▶ _REQUIRED ACTION_:
Starting at the top line, return each entry word for word.

▶ _Stored data_:
----
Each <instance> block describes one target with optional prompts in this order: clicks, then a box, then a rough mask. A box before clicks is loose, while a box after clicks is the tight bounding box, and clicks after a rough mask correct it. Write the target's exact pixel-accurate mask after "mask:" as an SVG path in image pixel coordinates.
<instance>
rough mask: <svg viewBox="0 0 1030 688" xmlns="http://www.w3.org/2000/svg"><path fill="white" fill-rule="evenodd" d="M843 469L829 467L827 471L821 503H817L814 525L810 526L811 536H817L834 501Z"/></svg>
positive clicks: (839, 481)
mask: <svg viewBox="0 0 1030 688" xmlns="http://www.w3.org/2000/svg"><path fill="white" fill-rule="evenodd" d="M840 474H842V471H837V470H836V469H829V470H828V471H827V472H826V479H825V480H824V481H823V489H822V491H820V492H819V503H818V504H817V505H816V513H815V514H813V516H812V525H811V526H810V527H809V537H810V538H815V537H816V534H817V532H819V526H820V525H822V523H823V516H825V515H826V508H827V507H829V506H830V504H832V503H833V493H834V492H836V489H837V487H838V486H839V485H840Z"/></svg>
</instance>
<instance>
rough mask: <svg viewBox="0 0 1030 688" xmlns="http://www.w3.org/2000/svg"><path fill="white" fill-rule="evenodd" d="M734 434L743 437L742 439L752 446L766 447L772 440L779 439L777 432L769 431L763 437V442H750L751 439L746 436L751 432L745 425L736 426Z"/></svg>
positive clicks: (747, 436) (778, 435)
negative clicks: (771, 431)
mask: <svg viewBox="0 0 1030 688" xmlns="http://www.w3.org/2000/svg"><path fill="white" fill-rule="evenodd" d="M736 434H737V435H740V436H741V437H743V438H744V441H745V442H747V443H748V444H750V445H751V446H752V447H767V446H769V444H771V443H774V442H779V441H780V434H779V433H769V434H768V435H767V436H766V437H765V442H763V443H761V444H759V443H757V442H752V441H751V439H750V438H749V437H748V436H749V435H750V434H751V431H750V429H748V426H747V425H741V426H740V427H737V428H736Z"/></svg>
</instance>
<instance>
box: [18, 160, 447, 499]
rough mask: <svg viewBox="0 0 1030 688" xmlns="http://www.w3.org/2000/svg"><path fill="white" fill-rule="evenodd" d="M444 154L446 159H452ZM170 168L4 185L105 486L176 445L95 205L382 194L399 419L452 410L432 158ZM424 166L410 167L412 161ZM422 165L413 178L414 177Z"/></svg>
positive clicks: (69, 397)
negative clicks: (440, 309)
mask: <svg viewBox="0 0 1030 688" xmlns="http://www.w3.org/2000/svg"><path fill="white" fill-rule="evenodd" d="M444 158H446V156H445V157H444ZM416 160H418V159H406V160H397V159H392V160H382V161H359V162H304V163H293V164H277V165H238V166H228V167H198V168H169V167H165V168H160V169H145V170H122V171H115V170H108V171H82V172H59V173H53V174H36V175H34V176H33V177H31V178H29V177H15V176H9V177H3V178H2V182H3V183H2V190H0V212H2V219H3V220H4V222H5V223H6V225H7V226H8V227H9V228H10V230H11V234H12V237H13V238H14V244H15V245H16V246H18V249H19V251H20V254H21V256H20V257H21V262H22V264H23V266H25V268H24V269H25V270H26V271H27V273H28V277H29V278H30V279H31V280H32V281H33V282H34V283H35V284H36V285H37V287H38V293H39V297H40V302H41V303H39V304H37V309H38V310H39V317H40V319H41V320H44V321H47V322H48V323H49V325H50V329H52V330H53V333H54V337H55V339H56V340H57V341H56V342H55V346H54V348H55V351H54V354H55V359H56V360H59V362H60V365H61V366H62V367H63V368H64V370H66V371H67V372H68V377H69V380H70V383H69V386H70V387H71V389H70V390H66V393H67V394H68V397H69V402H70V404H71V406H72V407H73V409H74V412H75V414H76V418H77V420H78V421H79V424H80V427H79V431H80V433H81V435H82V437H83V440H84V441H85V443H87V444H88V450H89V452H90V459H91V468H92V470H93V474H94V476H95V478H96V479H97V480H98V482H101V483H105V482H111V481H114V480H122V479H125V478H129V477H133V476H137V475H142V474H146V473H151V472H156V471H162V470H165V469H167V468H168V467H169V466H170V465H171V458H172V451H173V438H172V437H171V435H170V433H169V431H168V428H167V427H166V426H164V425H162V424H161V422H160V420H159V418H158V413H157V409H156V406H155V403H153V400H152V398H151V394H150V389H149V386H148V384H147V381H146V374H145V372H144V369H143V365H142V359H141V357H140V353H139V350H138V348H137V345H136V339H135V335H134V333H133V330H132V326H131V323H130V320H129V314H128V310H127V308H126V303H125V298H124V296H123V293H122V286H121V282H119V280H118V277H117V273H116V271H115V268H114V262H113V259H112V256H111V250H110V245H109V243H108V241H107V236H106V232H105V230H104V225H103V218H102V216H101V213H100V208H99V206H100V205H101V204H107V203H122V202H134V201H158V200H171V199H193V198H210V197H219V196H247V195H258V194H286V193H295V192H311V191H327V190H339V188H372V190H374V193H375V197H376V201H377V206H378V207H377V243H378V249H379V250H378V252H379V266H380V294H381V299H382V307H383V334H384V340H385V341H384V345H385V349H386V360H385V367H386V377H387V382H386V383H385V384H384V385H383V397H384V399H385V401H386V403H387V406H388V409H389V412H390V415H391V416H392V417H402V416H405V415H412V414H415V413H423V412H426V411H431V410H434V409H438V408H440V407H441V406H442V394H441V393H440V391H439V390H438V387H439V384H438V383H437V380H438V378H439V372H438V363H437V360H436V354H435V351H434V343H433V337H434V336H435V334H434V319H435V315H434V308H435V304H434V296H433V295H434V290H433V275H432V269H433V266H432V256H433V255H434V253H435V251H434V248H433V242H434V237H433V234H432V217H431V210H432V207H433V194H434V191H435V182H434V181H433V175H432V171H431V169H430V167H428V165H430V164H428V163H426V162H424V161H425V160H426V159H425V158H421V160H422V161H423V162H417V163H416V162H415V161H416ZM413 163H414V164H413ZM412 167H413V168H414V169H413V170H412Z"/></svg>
----
▶ _ANSWER SECTION_:
Each <instance> block describes one target with optional prompts in this order: clicks, then a box, then a rough mask. A box before clicks is loose, while a box after clicks is the tight bounding box, and clicks after a rough mask correct it. Write the target's exact pixel-accurate mask after "mask:" as an SVG path in image pixel coordinates.
<instance>
rough mask: <svg viewBox="0 0 1030 688" xmlns="http://www.w3.org/2000/svg"><path fill="white" fill-rule="evenodd" d="M843 469L829 467L827 471L821 503H817L814 525L810 526L811 536H817L834 501Z"/></svg>
positive clicks: (839, 481)
mask: <svg viewBox="0 0 1030 688" xmlns="http://www.w3.org/2000/svg"><path fill="white" fill-rule="evenodd" d="M840 474H842V471H837V470H836V469H829V470H828V471H827V472H826V479H825V480H824V481H823V489H822V491H820V492H819V503H818V504H817V505H816V513H815V514H813V516H812V525H811V526H810V527H809V537H810V538H815V537H816V534H817V532H819V526H820V525H822V523H823V516H825V515H826V508H827V507H829V506H830V504H832V503H833V493H834V492H836V489H837V487H838V486H839V485H840Z"/></svg>
</instance>
<instance>
rough mask: <svg viewBox="0 0 1030 688" xmlns="http://www.w3.org/2000/svg"><path fill="white" fill-rule="evenodd" d="M734 434L743 437L742 439L752 446L766 447L772 440L779 439L777 432L769 431L763 437V442H750L751 439L746 436L751 432L745 425L736 426Z"/></svg>
positive clicks: (747, 436) (778, 435)
negative clicks: (771, 431)
mask: <svg viewBox="0 0 1030 688" xmlns="http://www.w3.org/2000/svg"><path fill="white" fill-rule="evenodd" d="M736 434H737V435H740V436H741V437H743V438H744V441H745V442H747V443H748V444H750V445H751V446H752V447H767V446H769V444H771V443H774V442H779V441H780V434H779V433H769V434H768V435H767V436H766V437H765V442H763V443H761V444H759V443H757V442H752V441H751V439H750V438H749V437H748V436H749V435H750V434H751V431H750V429H748V426H747V425H741V426H740V427H737V428H736Z"/></svg>
</instance>
<instance>
box: [18, 160, 447, 499]
rough mask: <svg viewBox="0 0 1030 688" xmlns="http://www.w3.org/2000/svg"><path fill="white" fill-rule="evenodd" d="M444 154L446 159H452ZM170 168L4 185L105 486L176 445L95 205L382 194L399 419L452 410L432 158ZM424 166L410 167L412 161ZM422 165L413 178L414 177Z"/></svg>
positive clicks: (69, 397)
negative clicks: (440, 309)
mask: <svg viewBox="0 0 1030 688" xmlns="http://www.w3.org/2000/svg"><path fill="white" fill-rule="evenodd" d="M444 158H446V156H445V157H444ZM416 160H418V159H406V160H397V159H392V160H382V161H359V162H304V163H293V164H277V165H238V166H228V167H198V168H169V167H165V168H160V169H145V170H122V171H115V170H108V171H82V172H59V173H53V174H36V175H34V176H33V177H31V178H29V177H15V176H9V177H3V178H2V182H3V183H2V190H0V212H2V219H3V220H4V222H5V223H6V225H7V226H8V227H9V228H10V230H11V234H12V237H13V238H14V244H15V245H16V246H18V249H19V251H20V254H21V256H20V257H21V262H22V264H23V266H25V268H24V269H25V270H26V271H27V273H28V277H29V278H30V279H31V280H32V281H33V282H34V283H35V284H36V285H37V287H38V293H39V297H40V302H41V303H39V304H37V309H38V310H39V317H40V319H41V320H44V321H47V322H48V323H49V325H50V329H52V330H53V333H54V337H55V339H56V340H57V341H56V342H55V346H54V348H55V351H54V354H55V359H56V360H59V362H60V365H61V366H62V367H63V368H64V370H66V371H67V372H68V377H69V380H70V383H69V386H70V387H71V389H70V390H66V393H67V394H68V397H69V402H70V404H71V406H72V407H73V409H74V412H75V414H76V418H77V420H78V421H79V424H80V427H79V431H80V433H81V435H82V437H83V440H84V441H85V443H87V444H88V450H89V452H90V459H91V468H92V470H93V474H94V476H95V478H96V479H97V480H98V482H101V483H105V482H111V481H114V480H122V479H125V478H129V477H133V476H137V475H142V474H146V473H151V472H156V471H162V470H165V469H167V468H168V467H169V466H170V465H171V458H172V451H173V438H172V437H171V435H170V433H169V431H168V428H167V427H166V426H164V425H162V424H161V422H160V420H159V418H158V413H157V409H156V406H155V403H153V400H152V398H151V394H150V389H149V386H148V384H147V381H146V374H145V372H144V369H143V365H142V359H141V357H140V353H139V350H138V348H137V345H136V339H135V335H134V333H133V330H132V326H131V323H130V320H129V314H128V310H127V308H126V303H125V298H124V296H123V293H122V286H121V282H119V280H118V277H117V273H116V271H115V268H114V262H113V259H112V256H111V250H110V245H109V243H108V241H107V236H106V232H105V230H104V225H103V218H102V216H101V213H100V208H99V206H100V205H101V204H107V203H122V202H134V201H158V200H171V199H193V198H210V197H219V196H247V195H258V194H286V193H295V192H311V191H327V190H339V188H372V190H374V193H375V197H376V201H377V206H378V207H377V243H378V249H379V250H378V252H379V266H380V294H381V299H382V307H383V334H384V340H385V341H384V345H385V349H386V360H385V367H386V377H387V382H386V383H385V384H384V385H383V397H384V399H385V401H386V403H387V406H388V409H389V412H390V415H391V416H392V417H402V416H405V415H412V414H415V413H423V412H426V411H431V410H434V409H438V408H440V407H441V406H442V394H441V393H440V391H439V390H438V387H439V384H438V383H437V380H438V378H439V372H438V363H437V360H436V354H435V351H434V343H433V337H434V336H435V334H434V319H435V315H434V308H435V304H434V296H433V295H434V290H433V275H432V269H433V266H432V256H433V255H434V253H435V251H434V248H433V242H434V237H433V234H432V217H431V210H432V207H433V194H434V191H435V182H434V181H433V175H432V171H431V169H430V167H428V165H430V164H428V163H426V162H424V161H425V160H426V159H425V158H421V160H422V161H423V162H417V163H416V162H415V161H416ZM413 163H414V164H413ZM412 167H413V168H414V169H413V170H412Z"/></svg>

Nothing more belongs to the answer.